■ **SELECTED EXCERPT**:
Niche marketing is powerful because the specific needs of particular groups of customers are not being fully met by more general suppliers. Customers are being forced to buy products and services which are in the outer rings of the bullseye target because they can’t find anything better and buying is better than not buying.

Imagine you’re on holiday in a place where you expect it to be warm and sunny but when you get there, it’s cold and rainy. You may find yourself buying a coat and umbrella that don’t match your personal tastes. You wouldn’t buy them if you were at home and had plenty of time and choice but you don’t want to be cold and wet.

That’s quite an extreme example to make the point of buying “make do” products but if you consider what you’ve bought in the last few months, it may well have happened more often than you’d have liked.

The basic dimensions for establishing a niche market position are:

  • Who is the target customer?
  • What is the customer problem and what is the solution?
  • Where is the business operating and where are the customers?

A niche market position requires a deliberate choice since it implies exclusion of customers outside the targeted area.

Many businesses only appeal to the local market because customers will only travel so far or it’s only economical for the business to travel a limited distance to customers. If all you have is a geographical restriction, then I don’t consider that you’re using niche marketing.

You can have a niche position with:

  • a specific who and general what – clothes for teenagers
  • a general who and specific what – hats
  • a specific who and a specific what – hand made suits for male executives

These may or may not be restricted geographically. The development of e-commerce stores on the Internet has made many niche markets commercially viable precisely because the products can be sold throughout the world.

This concept of whether the niche is big enough is important and the bullseye target analogy is useful again. Market research may show the following likely sales:

  • bullseye – £150,000  – no niche competition
  • inner ring £750,000 – no niche competition
  • middle ring £5,000,000 – two niche competitors
  • outer ring £25,000,000

Imagine you’ve done your numbers work and you know that you need at least £500,000 sales to have a worthwhile business which is going to generate enough profit.

This clearly shows that the niche for the inner ring isn’t viable but the inner ring is and gives you considerable upside. It can be further extended by making small incursions with specialised products into the middle ring without destroying your position.

On the other hand, the £500,000 needed for a viable business might be right but your research shows you:

  • Bullseye – £5 million – no niche competition
  • Inner ring – £20 million

Here I’d say that your business opportunity looks good but I’d question whether you’ve really identified a bullseye. Your business may be vulnerable to being micro-niched.

Differentiation Concepts

Differentiating your business is about establishing clear reasons for winning buyer preference.

The biggest name guru on competitive advantage, Harvard professor Michael Porter made it clear that businesses can be:

  • Differentiated in the wide market.
  • Differentiated in a narrow, focused market – what we’d think of as a niche market.

■ **WHAT THE TASK REQUIRES**:
Answer these from the niche marketing text:
(a) What example does it give of a niche with a specific who and a general what?
(b) In the first set of research figures, how many niche competitors are in the middle ring?
(c) Which Harvard professor does it name as the biggest name guru on competitive advantage?
Use only the niche marketing text for your answers.

■ **EXTRACTED DATA**:
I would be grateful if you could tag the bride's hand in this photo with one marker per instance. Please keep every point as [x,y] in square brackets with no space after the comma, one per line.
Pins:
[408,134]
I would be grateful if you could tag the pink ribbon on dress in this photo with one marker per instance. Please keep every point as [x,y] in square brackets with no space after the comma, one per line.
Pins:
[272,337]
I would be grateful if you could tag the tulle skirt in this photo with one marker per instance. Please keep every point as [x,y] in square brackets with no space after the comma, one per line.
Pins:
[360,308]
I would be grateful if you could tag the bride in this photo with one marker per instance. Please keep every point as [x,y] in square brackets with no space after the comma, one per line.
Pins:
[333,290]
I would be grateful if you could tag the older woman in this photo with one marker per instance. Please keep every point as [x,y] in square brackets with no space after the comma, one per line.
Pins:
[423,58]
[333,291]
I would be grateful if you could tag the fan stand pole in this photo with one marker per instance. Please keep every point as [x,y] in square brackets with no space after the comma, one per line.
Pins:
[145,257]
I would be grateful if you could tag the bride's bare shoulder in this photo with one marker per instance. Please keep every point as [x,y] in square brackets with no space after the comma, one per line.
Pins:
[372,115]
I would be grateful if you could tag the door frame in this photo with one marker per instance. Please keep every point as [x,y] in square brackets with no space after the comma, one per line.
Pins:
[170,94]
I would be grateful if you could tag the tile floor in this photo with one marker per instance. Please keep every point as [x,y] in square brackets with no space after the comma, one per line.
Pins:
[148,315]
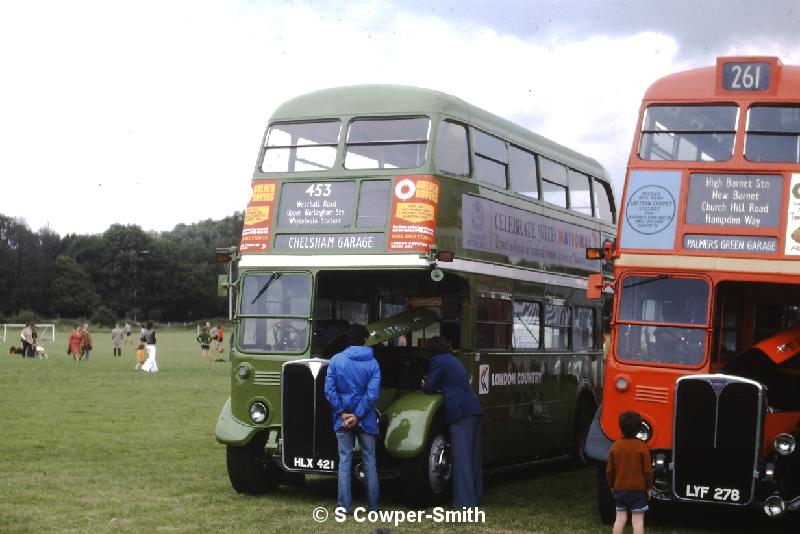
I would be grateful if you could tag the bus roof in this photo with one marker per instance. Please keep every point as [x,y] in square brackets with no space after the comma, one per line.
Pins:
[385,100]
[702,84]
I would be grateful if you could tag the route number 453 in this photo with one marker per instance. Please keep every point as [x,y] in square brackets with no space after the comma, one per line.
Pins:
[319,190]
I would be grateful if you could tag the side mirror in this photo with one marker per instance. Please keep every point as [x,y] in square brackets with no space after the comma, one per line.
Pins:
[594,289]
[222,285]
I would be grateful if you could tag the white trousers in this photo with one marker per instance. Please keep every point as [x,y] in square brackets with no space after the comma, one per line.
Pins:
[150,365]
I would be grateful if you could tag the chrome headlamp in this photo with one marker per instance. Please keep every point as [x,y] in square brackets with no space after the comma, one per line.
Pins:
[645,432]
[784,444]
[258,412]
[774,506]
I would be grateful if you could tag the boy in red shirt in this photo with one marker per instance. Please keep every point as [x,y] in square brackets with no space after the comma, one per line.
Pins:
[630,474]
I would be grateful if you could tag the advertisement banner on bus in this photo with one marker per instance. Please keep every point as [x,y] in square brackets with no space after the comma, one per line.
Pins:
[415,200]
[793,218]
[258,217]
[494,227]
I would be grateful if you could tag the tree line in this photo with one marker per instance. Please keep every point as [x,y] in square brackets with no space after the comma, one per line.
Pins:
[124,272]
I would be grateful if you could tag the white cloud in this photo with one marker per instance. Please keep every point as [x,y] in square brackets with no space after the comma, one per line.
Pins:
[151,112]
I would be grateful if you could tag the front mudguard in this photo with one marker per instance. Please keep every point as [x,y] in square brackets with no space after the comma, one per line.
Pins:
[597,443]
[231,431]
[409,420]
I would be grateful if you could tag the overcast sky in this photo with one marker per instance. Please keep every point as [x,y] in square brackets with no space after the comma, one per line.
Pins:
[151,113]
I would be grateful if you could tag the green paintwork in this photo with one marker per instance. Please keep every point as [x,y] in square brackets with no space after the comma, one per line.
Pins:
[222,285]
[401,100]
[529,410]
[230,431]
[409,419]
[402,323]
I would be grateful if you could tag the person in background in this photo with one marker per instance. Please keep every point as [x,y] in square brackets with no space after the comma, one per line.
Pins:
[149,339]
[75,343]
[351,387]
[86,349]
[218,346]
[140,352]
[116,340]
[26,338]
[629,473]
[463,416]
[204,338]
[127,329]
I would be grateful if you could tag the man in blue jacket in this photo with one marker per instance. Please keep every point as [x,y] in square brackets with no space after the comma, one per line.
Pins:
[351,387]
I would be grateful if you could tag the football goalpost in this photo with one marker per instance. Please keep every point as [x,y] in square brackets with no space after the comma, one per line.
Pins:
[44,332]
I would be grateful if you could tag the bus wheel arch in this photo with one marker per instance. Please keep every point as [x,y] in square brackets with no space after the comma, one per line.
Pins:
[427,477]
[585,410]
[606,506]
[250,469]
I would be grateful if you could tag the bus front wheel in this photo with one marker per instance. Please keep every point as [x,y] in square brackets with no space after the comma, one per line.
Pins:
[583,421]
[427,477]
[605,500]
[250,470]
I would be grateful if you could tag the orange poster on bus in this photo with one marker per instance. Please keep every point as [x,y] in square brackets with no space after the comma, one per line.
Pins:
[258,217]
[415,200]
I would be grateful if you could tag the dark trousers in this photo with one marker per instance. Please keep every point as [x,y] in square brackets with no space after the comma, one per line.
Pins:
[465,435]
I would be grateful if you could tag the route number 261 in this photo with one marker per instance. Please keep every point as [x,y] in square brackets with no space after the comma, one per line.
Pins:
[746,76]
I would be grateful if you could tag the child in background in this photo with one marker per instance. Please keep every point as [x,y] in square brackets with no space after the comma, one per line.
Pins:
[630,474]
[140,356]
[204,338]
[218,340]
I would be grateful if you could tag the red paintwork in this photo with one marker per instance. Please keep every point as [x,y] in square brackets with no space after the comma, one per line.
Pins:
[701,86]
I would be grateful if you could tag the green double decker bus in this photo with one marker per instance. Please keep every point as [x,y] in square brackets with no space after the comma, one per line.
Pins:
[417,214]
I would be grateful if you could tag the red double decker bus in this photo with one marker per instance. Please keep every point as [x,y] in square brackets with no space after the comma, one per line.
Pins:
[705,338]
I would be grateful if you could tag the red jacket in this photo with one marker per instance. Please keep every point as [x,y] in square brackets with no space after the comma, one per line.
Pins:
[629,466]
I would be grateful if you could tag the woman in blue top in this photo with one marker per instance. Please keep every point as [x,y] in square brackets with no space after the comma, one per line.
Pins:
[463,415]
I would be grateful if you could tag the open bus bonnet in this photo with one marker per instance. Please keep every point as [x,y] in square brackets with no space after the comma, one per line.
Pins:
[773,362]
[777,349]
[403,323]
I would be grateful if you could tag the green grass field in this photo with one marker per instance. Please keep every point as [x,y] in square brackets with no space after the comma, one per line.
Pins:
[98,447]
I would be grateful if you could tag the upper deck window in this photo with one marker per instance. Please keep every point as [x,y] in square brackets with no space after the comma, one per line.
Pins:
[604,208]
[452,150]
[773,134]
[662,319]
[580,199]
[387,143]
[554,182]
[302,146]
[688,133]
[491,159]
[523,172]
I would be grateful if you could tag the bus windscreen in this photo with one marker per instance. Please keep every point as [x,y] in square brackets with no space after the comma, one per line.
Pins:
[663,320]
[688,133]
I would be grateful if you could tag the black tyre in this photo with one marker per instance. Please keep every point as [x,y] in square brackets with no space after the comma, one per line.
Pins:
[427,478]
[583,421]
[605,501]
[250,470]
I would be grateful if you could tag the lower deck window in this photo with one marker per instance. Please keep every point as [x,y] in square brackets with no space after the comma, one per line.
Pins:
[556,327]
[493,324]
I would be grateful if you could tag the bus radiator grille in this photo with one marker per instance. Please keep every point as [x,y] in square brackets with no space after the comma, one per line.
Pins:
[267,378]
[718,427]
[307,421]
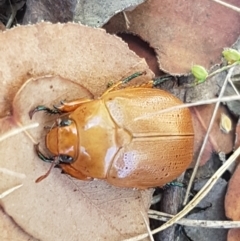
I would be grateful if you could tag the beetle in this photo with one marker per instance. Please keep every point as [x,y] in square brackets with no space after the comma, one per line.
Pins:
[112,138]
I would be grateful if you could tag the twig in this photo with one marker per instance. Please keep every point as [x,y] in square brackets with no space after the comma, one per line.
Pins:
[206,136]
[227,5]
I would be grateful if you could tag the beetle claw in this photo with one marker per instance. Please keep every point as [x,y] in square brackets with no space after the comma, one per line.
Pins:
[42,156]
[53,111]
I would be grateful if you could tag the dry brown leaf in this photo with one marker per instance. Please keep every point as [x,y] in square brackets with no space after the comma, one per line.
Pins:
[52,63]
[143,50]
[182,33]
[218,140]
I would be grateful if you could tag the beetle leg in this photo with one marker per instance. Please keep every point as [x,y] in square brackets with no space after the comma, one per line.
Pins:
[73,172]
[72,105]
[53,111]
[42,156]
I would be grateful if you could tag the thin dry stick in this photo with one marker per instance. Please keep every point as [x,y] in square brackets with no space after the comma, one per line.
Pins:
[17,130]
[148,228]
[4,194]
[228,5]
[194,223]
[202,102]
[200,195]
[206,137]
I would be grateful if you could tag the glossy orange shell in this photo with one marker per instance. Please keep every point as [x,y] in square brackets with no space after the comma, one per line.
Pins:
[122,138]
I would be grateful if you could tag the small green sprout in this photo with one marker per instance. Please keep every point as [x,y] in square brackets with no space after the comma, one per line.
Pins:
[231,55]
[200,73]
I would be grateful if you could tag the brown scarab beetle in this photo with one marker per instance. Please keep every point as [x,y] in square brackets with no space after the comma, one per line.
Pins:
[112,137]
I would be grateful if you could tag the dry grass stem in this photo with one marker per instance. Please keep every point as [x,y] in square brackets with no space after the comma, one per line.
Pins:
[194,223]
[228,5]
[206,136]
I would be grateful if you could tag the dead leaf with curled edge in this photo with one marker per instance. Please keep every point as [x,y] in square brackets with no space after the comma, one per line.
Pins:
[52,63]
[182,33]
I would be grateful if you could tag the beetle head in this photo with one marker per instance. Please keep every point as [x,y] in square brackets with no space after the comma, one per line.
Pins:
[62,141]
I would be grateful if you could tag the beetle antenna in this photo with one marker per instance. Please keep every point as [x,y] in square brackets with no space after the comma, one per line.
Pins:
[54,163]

■ **EXERCISE SOLUTION**:
(a) Clothes for teenagers.
(b) Two.
(c) Michael Porter.